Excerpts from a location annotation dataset
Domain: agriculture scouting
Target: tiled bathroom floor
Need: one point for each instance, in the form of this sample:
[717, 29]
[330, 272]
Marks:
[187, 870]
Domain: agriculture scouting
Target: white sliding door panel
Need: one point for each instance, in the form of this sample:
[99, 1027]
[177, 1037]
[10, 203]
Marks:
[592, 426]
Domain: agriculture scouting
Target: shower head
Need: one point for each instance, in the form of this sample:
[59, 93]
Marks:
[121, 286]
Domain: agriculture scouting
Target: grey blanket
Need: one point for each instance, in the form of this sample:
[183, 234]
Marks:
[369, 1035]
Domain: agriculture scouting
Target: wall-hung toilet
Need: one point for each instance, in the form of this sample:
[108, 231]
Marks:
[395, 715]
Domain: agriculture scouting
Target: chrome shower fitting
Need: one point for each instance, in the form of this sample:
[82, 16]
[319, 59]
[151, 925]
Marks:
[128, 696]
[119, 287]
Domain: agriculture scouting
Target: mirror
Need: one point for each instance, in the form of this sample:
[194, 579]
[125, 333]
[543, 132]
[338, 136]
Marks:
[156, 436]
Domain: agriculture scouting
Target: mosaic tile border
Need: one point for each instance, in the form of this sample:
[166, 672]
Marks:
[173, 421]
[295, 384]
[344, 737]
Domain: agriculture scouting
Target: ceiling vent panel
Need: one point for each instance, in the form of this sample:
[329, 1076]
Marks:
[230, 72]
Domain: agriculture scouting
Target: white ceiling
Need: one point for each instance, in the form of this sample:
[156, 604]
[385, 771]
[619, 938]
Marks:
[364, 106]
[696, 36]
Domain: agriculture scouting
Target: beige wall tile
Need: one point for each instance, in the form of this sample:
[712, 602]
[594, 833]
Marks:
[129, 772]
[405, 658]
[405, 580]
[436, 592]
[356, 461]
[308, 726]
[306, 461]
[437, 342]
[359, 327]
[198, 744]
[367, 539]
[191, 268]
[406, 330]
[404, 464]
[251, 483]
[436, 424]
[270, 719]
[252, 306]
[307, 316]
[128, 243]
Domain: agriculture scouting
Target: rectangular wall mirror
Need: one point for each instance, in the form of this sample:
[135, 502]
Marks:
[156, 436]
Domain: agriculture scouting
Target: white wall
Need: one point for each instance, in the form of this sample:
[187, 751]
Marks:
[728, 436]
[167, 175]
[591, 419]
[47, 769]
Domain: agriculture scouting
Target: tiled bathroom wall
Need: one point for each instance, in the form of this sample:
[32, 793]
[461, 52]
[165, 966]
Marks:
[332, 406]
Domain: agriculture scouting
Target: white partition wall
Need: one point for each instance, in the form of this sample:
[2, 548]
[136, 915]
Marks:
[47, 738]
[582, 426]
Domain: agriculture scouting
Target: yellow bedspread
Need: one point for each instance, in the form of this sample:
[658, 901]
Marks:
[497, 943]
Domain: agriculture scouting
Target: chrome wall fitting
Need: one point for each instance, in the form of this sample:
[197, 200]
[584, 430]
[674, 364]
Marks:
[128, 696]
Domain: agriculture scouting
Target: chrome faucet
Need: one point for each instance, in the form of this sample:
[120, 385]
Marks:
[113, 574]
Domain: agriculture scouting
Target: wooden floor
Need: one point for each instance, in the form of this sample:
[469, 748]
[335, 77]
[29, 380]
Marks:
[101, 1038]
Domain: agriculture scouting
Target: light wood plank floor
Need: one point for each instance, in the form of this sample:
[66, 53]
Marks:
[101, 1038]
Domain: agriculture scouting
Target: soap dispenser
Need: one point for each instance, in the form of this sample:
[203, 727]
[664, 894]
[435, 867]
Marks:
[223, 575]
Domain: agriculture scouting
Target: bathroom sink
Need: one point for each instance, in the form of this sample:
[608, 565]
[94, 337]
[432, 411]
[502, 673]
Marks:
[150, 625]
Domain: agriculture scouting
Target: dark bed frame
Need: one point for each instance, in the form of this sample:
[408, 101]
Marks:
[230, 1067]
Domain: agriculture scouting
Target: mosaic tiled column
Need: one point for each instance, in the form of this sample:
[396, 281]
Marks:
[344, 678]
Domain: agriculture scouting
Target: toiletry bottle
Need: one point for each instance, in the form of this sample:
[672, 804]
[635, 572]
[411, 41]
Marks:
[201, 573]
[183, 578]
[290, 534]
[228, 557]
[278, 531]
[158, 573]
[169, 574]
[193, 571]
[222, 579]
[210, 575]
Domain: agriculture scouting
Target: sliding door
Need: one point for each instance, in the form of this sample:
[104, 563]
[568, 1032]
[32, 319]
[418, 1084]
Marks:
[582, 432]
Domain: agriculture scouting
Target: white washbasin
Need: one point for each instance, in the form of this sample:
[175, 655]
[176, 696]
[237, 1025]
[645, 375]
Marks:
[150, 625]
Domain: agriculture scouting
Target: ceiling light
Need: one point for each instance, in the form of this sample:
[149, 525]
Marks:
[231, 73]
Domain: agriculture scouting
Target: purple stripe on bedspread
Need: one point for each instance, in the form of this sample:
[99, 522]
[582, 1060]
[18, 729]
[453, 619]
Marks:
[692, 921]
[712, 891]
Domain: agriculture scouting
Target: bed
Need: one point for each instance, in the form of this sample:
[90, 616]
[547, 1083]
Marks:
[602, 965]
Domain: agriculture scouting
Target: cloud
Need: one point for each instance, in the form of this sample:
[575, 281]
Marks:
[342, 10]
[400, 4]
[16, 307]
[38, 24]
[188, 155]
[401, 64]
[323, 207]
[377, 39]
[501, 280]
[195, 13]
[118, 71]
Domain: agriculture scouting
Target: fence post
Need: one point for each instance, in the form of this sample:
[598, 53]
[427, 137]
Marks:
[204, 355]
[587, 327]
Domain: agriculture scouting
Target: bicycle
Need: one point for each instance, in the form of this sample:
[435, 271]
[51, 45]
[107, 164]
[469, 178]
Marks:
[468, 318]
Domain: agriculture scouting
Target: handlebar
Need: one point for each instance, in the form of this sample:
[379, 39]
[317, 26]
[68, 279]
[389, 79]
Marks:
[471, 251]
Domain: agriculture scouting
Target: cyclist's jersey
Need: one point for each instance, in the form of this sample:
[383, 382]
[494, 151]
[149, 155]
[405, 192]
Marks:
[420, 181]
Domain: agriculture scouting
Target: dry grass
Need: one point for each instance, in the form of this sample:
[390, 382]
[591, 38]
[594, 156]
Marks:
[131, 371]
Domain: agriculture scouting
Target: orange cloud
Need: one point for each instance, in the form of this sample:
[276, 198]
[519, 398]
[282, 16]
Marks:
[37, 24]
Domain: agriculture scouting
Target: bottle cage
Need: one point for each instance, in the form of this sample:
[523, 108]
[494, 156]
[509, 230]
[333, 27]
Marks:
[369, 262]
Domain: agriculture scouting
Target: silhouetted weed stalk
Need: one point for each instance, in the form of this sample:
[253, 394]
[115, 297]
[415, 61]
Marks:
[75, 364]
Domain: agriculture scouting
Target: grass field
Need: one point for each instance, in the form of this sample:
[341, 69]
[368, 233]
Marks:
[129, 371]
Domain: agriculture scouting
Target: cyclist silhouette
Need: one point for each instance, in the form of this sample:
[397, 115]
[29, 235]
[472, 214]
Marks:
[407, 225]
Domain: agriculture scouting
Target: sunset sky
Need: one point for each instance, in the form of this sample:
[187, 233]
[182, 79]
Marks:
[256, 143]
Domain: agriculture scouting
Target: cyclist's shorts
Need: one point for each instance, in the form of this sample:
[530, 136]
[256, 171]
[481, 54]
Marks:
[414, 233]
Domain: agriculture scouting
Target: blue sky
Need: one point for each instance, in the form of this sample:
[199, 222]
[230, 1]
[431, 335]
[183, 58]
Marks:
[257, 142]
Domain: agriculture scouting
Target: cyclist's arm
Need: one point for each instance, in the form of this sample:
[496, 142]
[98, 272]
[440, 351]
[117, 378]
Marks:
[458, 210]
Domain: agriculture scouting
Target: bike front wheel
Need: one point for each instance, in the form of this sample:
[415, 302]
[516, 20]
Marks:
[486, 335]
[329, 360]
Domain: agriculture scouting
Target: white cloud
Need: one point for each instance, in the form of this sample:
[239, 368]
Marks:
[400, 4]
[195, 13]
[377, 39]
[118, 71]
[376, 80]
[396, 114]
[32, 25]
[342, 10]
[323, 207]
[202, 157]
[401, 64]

WHAT TO WORK ON
From the lines above, pick out every one that contains the word "door" and copy each of them.

OUTPUT FOR THIS EXERCISE
Target: white sliding door panel
Target: sliding door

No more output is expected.